:: Text under study

Is Pharma Relevant and Personalized to Health Professionals? Survey Says … Not So Much

Mark Bard

By Mark Bard, The DHC Group, Co-founder, Managing Partner

Published November 1, 2022

The fundamentals of customer experience are simple – meet (or exceed) the expectations of the customer. Looking deeper, experience is largely driven by giving the customer content, service, and answers they feel are relevant and personalized to them as an individual. The other side of the equation (lack of customer experience) is pushing content that appears to be mass-produced, intended for a broad audience, and does not take into account knowledge, preferences, or past and recent experiences with the brand, company, and representatives.

So how is pharma doing in terms of relevance and personalized content? A recent survey with health professionals as part of a joint project between DHC Group and Healio reveals there is a large gap – or chasm – between what physicians expect and what they receive from pharma. Only 25% of US health professionals report they agree that pharma is providing and relevant and personalized content to them. While a large number sit in the neutral category (41%), fully 34% disagree with the statement — on the far end of the spectrum.

::::

Please list every percentage the article on pharma content reports, along with the group of health professionals each one describes.

:: Given data

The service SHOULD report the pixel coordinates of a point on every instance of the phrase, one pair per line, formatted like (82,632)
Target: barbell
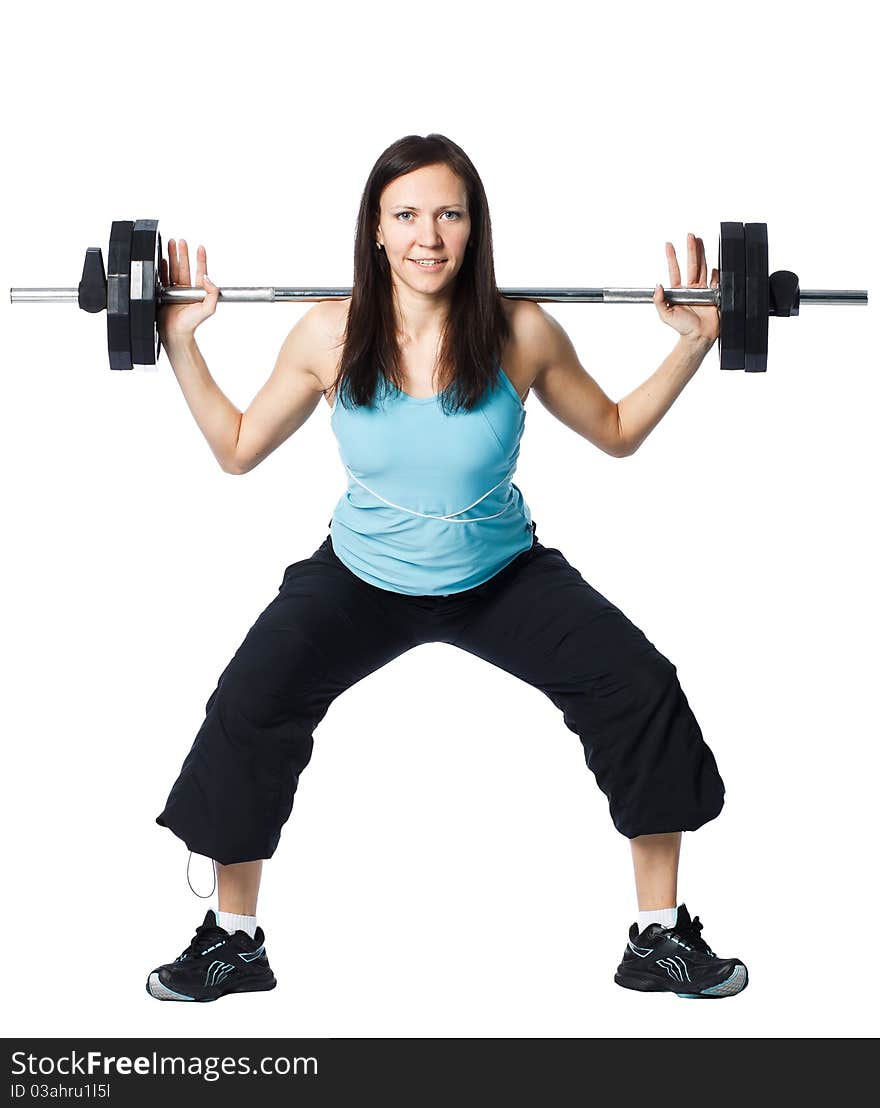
(131,291)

::::

◆ Result for this task ◆
- 25%: agree that pharma provides relevant and personalized content to them
- 41%: neutral
- 34%: disagree